> **AIM**
From the listing below, extract every line that contains the string "background" and copy each one unchanged.
--- ITEMS ---
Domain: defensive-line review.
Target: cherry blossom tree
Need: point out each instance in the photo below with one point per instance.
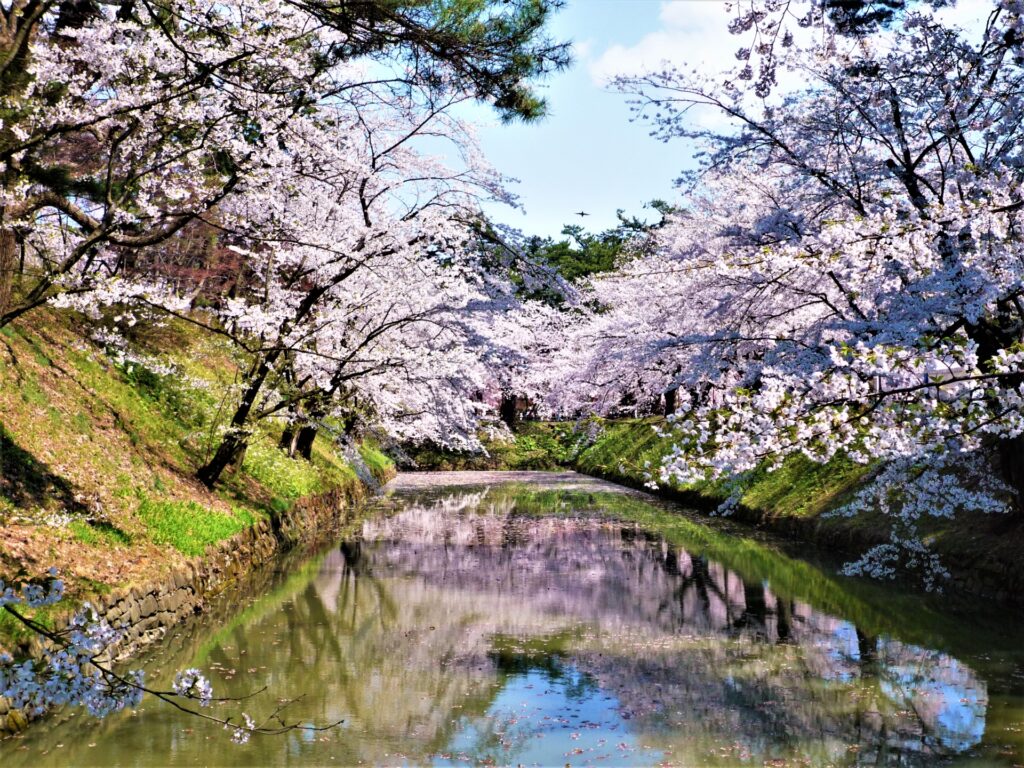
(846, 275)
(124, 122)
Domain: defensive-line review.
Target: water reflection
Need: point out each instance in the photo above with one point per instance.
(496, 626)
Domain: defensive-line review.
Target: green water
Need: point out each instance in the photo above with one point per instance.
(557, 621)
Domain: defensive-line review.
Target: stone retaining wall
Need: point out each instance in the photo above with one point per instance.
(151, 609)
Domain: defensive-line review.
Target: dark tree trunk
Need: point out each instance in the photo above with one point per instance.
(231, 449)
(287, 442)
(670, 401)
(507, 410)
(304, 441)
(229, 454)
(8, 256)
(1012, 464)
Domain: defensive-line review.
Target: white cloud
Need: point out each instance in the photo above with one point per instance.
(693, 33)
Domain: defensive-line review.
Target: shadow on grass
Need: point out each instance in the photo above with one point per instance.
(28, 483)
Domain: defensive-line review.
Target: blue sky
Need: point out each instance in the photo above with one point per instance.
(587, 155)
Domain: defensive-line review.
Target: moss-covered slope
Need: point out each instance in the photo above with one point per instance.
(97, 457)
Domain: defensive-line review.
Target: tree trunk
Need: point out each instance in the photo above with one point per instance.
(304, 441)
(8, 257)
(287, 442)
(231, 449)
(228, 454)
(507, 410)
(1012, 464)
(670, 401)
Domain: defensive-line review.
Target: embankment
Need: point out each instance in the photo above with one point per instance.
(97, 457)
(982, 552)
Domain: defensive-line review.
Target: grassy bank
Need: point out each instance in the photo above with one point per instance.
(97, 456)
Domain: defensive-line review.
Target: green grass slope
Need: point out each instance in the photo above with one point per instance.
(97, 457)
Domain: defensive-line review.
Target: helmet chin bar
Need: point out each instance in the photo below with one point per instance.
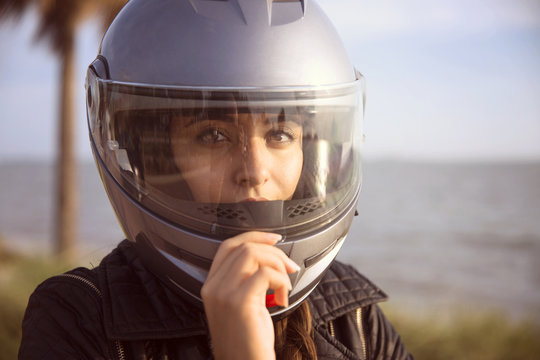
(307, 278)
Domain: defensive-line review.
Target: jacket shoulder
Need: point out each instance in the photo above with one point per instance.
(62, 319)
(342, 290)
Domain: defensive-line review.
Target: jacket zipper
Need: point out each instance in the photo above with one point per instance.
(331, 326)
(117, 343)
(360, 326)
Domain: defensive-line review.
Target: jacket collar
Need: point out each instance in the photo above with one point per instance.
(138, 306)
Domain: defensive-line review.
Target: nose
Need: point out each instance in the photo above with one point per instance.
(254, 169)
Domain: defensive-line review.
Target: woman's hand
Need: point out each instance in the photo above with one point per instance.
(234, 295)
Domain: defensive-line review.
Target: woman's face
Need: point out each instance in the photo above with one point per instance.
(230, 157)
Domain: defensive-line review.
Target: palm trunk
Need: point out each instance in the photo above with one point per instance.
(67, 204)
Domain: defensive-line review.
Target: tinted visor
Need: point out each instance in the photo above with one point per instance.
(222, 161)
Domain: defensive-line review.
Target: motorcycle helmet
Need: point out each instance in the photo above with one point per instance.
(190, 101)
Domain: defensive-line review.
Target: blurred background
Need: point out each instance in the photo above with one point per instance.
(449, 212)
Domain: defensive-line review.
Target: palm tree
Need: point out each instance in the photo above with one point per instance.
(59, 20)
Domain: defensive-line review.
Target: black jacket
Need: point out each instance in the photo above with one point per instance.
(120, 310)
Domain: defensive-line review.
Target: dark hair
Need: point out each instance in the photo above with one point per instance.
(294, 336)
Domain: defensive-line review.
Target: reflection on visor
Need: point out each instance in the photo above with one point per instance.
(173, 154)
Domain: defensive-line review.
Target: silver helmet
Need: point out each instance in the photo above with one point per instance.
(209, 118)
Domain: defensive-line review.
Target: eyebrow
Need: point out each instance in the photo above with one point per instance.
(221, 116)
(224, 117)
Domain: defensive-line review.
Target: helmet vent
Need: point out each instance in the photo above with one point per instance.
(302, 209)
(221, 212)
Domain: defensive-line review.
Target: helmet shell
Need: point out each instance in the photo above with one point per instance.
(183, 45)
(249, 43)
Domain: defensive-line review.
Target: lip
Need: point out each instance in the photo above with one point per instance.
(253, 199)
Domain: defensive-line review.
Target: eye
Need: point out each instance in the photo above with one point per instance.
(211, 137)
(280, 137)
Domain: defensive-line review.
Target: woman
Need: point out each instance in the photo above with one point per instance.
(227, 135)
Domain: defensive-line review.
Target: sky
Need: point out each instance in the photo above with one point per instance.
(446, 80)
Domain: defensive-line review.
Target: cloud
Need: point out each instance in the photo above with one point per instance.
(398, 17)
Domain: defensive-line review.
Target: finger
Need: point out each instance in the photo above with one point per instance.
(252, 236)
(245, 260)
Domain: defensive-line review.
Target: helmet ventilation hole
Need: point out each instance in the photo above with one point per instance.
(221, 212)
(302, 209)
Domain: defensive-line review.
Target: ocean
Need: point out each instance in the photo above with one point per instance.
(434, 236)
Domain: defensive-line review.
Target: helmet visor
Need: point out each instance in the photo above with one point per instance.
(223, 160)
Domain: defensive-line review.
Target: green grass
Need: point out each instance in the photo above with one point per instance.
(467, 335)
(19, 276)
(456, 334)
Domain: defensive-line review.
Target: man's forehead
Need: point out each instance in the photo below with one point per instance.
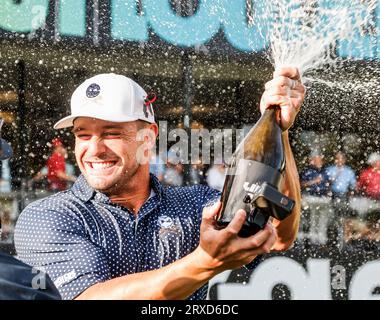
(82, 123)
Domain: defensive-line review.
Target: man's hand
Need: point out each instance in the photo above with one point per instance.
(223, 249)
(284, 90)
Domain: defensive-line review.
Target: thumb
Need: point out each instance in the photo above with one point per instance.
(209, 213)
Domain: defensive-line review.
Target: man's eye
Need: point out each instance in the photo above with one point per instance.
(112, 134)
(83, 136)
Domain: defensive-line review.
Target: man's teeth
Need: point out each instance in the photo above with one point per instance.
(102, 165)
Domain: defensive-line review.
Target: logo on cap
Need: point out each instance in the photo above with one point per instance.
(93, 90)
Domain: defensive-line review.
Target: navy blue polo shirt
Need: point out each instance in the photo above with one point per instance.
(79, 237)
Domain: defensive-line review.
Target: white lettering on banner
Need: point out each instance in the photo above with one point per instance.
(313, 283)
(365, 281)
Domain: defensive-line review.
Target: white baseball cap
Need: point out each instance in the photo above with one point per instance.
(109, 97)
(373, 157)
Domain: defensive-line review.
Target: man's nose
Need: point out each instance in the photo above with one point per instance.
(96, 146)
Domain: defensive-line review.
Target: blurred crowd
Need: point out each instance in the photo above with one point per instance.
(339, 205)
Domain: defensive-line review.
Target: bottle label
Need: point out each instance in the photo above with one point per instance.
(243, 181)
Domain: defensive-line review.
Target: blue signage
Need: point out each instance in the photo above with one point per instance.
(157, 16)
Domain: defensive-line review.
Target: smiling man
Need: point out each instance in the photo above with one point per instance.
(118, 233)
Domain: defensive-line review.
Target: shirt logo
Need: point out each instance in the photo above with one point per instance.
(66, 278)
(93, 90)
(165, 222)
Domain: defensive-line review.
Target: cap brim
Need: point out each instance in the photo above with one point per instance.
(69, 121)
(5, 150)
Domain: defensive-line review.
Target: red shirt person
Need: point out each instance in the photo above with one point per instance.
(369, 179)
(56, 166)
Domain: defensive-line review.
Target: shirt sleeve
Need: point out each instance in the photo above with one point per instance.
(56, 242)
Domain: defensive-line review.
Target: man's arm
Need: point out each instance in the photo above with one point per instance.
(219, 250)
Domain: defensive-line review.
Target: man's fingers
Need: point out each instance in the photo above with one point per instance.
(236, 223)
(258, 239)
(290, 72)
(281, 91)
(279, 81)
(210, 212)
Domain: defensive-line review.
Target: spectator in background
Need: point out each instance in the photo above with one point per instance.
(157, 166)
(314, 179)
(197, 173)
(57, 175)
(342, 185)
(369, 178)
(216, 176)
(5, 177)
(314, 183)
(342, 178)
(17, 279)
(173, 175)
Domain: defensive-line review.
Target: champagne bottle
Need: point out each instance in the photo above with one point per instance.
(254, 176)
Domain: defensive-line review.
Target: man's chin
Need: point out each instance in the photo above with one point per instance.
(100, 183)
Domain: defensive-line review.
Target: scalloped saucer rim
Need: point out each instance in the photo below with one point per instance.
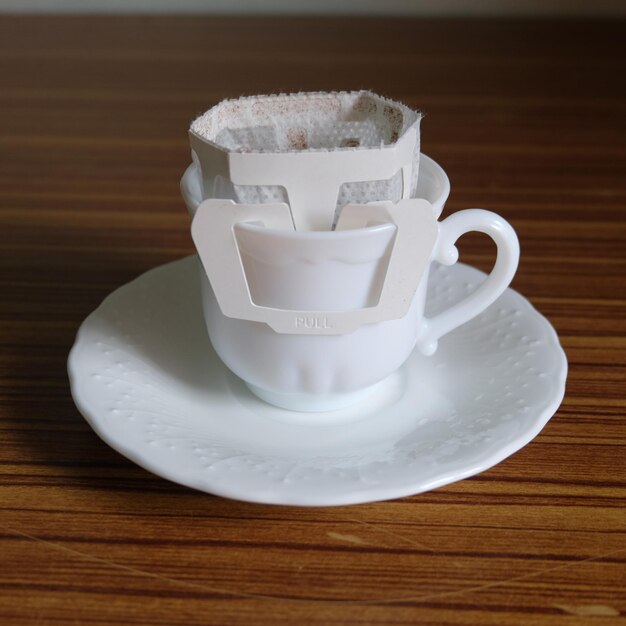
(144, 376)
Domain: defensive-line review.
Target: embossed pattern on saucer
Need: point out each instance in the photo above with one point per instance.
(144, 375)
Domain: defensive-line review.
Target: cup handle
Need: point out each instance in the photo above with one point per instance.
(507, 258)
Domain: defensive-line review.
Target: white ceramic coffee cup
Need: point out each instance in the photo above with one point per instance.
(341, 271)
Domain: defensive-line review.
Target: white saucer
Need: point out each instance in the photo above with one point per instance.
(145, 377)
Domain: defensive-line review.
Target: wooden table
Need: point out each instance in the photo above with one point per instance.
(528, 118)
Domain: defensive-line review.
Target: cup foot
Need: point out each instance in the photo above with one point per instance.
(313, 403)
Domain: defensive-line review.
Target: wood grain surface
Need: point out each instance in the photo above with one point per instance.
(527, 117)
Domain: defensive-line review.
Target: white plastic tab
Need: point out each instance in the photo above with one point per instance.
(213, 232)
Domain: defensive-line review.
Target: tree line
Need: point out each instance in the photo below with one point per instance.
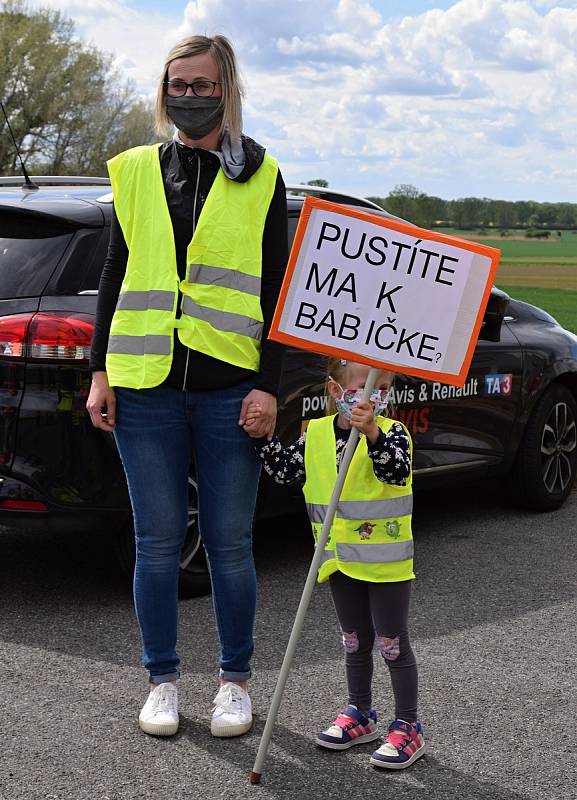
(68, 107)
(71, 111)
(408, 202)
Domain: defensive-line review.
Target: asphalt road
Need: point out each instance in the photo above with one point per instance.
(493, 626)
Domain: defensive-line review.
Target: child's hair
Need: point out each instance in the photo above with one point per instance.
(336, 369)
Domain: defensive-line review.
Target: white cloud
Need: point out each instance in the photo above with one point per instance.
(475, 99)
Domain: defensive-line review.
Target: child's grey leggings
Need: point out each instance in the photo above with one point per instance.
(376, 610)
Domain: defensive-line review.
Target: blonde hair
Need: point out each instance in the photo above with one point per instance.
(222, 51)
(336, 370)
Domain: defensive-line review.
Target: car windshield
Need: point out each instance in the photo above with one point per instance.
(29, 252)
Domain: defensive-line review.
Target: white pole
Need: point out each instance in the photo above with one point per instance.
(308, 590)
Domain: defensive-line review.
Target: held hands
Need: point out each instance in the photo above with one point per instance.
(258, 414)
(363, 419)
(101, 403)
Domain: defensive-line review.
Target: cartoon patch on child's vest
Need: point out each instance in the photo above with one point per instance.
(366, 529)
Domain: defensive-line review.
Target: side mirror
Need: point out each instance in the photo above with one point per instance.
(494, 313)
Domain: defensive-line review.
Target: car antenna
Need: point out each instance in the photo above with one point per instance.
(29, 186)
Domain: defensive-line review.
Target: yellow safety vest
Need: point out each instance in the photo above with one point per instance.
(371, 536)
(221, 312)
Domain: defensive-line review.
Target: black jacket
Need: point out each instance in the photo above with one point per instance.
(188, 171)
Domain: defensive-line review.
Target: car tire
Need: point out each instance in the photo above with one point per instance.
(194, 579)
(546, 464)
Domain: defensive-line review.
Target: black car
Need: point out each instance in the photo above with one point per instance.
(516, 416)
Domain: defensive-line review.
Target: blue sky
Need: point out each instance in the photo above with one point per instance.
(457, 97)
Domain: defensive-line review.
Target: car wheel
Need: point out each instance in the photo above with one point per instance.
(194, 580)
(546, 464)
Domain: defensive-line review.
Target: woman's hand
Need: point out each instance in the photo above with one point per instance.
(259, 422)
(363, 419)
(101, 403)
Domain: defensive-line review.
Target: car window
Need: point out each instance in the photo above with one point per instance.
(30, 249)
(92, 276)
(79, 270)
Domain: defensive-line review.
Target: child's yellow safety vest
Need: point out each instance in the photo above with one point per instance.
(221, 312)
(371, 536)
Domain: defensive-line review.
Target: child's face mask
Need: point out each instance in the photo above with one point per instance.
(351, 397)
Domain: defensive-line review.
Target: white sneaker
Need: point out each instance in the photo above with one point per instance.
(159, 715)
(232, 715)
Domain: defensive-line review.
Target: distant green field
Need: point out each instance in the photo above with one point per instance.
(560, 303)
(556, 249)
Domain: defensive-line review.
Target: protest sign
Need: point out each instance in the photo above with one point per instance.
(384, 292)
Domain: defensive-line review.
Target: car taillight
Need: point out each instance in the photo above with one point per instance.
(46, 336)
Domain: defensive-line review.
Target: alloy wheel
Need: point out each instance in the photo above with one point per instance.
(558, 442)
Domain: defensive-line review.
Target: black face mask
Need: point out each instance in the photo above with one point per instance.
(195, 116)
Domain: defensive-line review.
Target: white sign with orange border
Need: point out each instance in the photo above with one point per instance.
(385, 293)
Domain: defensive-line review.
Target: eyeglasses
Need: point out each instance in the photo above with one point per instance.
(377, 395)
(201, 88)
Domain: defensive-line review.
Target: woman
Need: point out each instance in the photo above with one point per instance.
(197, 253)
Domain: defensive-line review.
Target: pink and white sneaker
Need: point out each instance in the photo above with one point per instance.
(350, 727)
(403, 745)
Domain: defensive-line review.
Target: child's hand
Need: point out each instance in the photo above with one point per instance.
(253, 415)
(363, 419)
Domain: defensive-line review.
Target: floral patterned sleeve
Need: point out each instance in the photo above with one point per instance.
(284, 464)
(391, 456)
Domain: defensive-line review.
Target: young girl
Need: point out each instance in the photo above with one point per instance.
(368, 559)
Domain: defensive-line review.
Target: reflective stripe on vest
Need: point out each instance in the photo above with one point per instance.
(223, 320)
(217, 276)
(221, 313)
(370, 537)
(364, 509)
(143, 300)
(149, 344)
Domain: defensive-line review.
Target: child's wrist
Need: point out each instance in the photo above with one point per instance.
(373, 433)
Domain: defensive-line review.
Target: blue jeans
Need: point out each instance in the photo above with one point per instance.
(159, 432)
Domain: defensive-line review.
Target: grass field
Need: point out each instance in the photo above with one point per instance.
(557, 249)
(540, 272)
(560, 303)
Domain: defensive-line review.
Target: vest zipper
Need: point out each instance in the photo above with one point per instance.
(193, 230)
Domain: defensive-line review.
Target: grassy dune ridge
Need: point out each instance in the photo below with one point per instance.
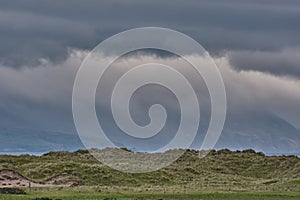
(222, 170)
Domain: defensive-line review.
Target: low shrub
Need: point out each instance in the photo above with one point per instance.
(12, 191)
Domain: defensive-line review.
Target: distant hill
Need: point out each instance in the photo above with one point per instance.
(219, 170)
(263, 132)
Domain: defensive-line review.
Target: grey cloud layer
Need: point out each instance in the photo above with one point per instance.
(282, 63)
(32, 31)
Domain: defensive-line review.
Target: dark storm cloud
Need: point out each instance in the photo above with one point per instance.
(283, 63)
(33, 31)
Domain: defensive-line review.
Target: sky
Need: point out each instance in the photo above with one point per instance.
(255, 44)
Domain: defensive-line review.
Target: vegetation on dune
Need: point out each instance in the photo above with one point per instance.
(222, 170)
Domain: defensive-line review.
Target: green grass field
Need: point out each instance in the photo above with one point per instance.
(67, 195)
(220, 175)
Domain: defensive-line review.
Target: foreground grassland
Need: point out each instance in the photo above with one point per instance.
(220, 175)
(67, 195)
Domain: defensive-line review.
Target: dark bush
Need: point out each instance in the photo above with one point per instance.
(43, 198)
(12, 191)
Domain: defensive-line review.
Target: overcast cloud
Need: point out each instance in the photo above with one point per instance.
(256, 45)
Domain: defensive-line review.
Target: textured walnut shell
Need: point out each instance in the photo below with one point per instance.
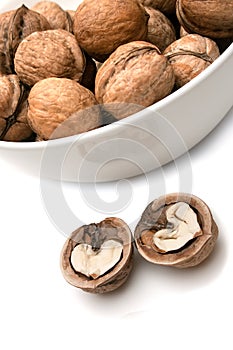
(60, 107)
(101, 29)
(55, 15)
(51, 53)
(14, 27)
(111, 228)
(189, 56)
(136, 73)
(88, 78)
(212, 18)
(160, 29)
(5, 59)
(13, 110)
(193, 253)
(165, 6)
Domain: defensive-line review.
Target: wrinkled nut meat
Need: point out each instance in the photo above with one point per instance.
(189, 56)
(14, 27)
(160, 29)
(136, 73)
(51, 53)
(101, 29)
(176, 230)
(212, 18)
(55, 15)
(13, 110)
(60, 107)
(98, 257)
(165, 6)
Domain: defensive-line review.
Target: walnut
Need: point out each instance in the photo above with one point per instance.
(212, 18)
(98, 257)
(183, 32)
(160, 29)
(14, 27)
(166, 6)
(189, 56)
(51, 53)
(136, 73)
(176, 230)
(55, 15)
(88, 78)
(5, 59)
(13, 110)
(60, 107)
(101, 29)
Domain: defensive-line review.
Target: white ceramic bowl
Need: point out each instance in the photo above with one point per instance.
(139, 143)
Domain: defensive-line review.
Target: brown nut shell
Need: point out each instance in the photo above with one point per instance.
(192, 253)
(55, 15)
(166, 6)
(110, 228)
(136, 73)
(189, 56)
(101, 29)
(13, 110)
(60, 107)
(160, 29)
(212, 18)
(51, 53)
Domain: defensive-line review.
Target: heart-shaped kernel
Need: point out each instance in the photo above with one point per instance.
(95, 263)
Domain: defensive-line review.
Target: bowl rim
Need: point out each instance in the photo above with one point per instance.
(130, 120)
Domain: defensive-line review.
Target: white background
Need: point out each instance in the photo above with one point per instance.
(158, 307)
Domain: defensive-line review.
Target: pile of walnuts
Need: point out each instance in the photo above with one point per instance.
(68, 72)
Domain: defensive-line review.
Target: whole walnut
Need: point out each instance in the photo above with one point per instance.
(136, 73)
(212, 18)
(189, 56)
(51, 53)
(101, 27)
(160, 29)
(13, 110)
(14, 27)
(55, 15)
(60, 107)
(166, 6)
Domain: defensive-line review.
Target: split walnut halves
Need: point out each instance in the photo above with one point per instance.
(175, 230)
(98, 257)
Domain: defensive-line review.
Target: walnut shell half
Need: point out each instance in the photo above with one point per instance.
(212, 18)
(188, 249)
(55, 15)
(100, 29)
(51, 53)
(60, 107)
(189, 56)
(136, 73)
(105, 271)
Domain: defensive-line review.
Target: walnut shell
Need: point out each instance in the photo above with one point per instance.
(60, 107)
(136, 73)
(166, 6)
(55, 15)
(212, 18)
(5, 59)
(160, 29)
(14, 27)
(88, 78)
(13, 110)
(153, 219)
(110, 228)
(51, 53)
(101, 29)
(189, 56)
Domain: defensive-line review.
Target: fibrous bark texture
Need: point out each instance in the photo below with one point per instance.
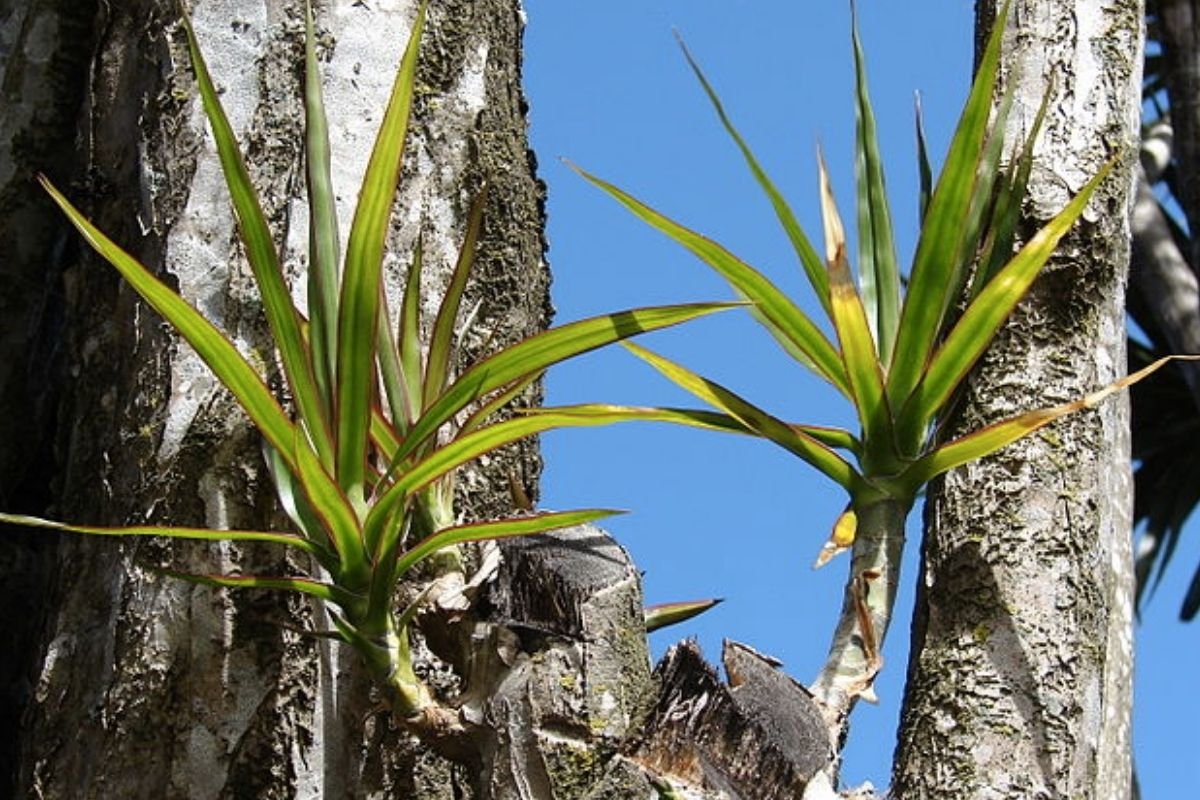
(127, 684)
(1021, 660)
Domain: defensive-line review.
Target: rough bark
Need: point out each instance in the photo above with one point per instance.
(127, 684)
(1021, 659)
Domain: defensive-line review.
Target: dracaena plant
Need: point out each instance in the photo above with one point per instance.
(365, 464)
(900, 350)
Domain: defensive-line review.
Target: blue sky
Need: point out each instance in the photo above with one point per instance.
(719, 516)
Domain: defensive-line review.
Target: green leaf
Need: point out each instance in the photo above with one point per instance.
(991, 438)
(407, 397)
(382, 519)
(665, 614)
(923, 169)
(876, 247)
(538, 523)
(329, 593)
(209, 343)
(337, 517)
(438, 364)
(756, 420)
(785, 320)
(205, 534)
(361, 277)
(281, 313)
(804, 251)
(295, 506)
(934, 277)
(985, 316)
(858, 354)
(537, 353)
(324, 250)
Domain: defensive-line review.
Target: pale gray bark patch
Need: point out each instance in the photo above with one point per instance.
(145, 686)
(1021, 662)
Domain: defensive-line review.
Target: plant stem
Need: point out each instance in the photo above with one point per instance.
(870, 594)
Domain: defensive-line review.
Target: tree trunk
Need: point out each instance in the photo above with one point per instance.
---
> **RESPONSE**
Target: blurred background
Target: spectator in background
Target: white background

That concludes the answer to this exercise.